Copy out every line of the material below that contains the word "cygnet".

..........

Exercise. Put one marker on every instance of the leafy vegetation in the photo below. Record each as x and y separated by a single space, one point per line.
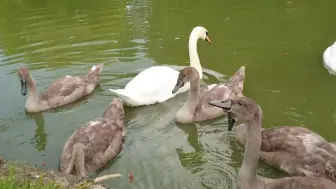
10 182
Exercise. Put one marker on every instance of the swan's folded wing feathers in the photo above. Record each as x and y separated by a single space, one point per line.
63 87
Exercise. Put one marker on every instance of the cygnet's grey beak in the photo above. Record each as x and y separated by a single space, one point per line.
178 85
226 106
23 87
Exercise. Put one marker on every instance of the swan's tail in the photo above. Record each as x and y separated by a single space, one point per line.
237 79
122 93
77 160
95 70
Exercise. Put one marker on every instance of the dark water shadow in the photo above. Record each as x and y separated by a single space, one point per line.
39 141
195 158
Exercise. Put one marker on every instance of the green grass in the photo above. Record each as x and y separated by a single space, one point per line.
10 182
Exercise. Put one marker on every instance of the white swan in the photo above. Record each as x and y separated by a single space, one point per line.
155 84
329 59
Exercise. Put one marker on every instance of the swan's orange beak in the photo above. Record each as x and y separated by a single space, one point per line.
207 39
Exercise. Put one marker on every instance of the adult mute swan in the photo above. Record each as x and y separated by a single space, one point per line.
250 113
155 84
329 59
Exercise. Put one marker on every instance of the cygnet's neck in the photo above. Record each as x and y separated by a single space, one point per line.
193 96
32 91
193 55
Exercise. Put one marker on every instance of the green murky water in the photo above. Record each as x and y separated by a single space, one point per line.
280 43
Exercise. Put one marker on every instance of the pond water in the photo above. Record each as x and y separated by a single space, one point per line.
280 43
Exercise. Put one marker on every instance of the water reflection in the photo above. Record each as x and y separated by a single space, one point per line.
40 137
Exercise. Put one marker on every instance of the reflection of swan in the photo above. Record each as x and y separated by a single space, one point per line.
155 84
40 137
250 113
196 156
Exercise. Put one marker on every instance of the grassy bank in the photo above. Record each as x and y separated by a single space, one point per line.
16 175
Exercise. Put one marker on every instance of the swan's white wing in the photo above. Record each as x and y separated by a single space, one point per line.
153 81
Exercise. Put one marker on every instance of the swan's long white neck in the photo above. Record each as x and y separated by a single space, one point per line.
193 55
333 48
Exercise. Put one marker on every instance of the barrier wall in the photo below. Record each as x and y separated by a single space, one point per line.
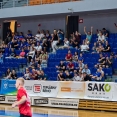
83 95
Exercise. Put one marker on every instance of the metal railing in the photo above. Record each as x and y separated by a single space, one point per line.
20 3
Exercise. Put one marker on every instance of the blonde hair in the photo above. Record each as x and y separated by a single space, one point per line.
21 80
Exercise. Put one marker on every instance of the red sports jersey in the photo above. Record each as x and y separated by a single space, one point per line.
24 108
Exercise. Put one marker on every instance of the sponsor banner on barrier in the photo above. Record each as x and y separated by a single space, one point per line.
98 90
55 102
114 92
71 90
42 88
8 87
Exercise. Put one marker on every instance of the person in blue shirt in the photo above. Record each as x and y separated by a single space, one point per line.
88 34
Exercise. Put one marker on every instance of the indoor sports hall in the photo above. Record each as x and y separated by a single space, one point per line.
58 58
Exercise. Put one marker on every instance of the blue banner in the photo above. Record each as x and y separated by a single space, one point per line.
8 87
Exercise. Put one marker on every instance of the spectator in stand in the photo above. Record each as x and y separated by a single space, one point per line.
8 73
33 75
105 33
86 69
13 75
101 61
68 56
70 66
55 40
61 76
61 66
60 35
107 47
31 54
75 56
80 65
38 47
68 76
43 76
94 48
22 54
88 34
86 77
66 44
84 47
100 48
77 77
101 37
29 35
74 42
109 61
27 74
81 57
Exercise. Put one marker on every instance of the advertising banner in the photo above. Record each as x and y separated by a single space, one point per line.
42 88
71 89
8 87
98 90
55 102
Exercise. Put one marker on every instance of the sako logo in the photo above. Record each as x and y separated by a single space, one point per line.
37 88
99 87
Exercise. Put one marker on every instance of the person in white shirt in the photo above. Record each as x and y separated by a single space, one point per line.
38 47
101 37
86 70
84 47
77 77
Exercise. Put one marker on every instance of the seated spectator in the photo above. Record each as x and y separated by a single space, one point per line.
61 66
80 65
55 40
89 34
105 32
42 76
101 61
107 47
61 76
38 47
31 54
77 77
81 57
68 56
13 75
84 47
94 48
101 37
66 44
86 77
74 42
96 76
27 74
33 75
68 76
70 66
22 54
8 73
1 57
75 56
109 61
100 48
37 36
86 69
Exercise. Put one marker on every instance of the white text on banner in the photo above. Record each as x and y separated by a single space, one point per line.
98 90
71 90
42 88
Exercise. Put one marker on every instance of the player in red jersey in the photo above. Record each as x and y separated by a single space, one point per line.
23 100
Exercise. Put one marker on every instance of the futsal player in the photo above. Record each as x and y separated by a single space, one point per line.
23 100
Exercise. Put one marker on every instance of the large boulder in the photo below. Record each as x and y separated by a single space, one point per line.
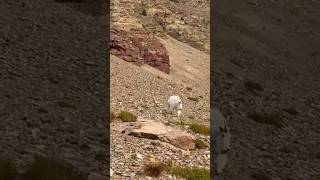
150 129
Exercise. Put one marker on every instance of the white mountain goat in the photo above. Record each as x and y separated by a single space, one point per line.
174 104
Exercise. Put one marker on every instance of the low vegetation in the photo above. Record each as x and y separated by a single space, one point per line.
127 116
190 173
153 168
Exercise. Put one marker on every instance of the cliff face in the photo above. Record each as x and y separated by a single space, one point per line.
140 21
139 49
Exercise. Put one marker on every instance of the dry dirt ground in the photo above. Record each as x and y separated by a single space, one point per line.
53 82
145 90
276 44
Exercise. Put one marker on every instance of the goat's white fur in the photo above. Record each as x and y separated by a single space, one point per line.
174 104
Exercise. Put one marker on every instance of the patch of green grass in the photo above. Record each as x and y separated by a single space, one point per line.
264 118
200 144
7 169
44 168
195 99
189 173
199 128
127 116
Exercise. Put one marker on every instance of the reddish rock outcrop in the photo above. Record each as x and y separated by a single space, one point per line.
139 48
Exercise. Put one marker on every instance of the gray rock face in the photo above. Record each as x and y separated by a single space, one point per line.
221 139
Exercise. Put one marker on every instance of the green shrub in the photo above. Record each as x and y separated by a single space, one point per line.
189 173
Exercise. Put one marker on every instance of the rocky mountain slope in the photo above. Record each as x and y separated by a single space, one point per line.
182 69
267 77
52 80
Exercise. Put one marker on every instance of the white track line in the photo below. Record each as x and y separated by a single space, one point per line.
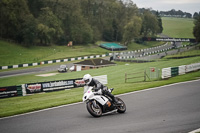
82 102
195 131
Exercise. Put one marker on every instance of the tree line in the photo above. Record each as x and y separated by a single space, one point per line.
45 22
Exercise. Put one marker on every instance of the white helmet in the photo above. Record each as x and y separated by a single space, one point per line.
87 78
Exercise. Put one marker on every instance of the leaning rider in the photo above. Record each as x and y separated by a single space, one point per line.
97 86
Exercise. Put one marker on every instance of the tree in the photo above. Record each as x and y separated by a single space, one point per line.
132 30
49 27
13 15
149 24
196 29
159 22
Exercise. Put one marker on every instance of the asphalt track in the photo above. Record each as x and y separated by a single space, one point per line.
168 109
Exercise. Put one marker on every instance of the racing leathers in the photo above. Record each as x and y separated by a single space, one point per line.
97 86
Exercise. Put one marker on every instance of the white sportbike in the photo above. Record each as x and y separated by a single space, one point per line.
97 104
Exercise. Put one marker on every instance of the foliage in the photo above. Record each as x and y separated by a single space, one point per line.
150 25
196 29
132 29
45 22
115 80
178 27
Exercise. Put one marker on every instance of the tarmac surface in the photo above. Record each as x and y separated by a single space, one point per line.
168 109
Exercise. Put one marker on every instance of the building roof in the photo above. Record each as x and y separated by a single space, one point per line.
95 62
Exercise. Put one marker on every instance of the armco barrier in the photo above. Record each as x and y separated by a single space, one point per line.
31 88
54 61
174 71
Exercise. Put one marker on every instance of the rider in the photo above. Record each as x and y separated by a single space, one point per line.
97 86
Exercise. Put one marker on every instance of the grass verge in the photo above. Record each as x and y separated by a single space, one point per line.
116 75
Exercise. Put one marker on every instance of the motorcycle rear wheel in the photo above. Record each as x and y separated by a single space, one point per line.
95 111
122 107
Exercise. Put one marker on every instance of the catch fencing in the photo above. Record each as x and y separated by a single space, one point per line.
180 70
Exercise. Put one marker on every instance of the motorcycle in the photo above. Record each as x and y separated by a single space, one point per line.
98 104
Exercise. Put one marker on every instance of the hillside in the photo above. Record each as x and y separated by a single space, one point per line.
12 54
178 27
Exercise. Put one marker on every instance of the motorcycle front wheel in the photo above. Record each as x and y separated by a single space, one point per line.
94 110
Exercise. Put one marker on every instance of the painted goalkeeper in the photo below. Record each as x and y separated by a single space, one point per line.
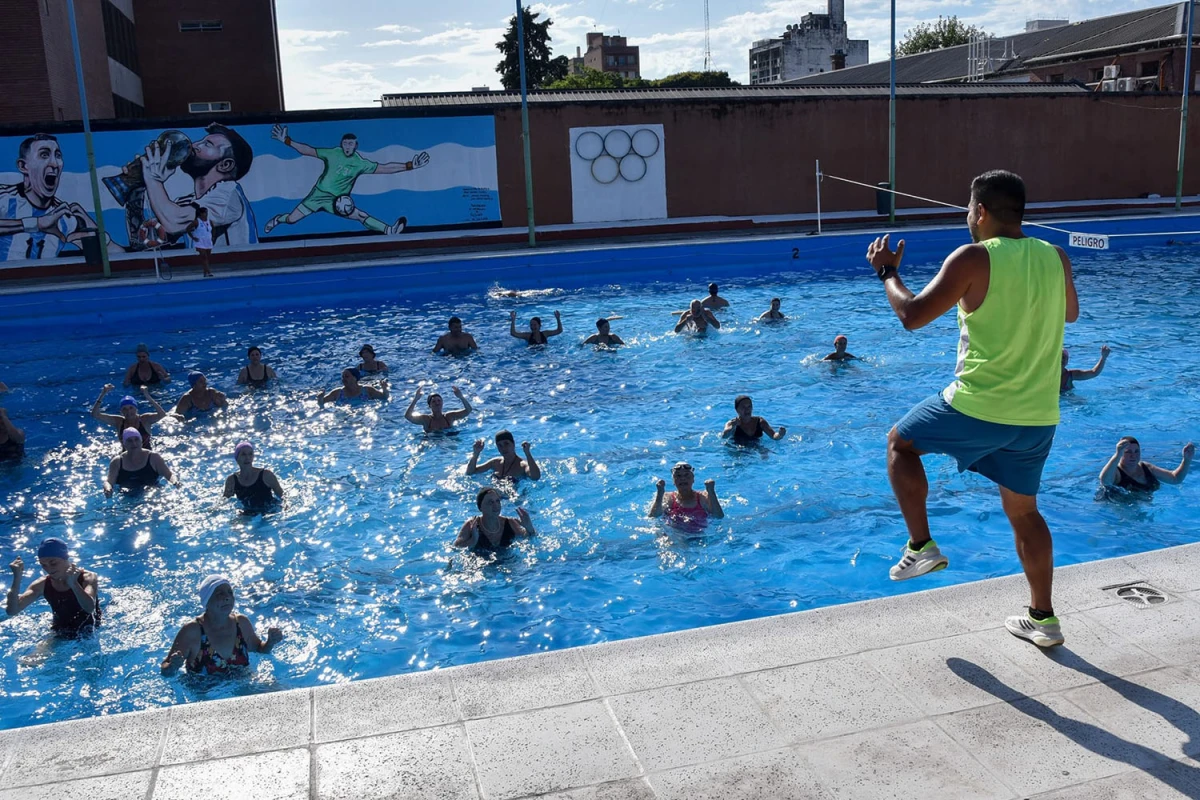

..........

◆ WORKED SOLUTION ◆
Exercise. Put one marker on every instance of the cygnet's grey beak in the photo above. Record each as x and y separated by a single space, one point per line.
Exercise. Put one marker on every instance of the cygnet's neck in the photo above. Record each as x and y separated by a single space, one point per line.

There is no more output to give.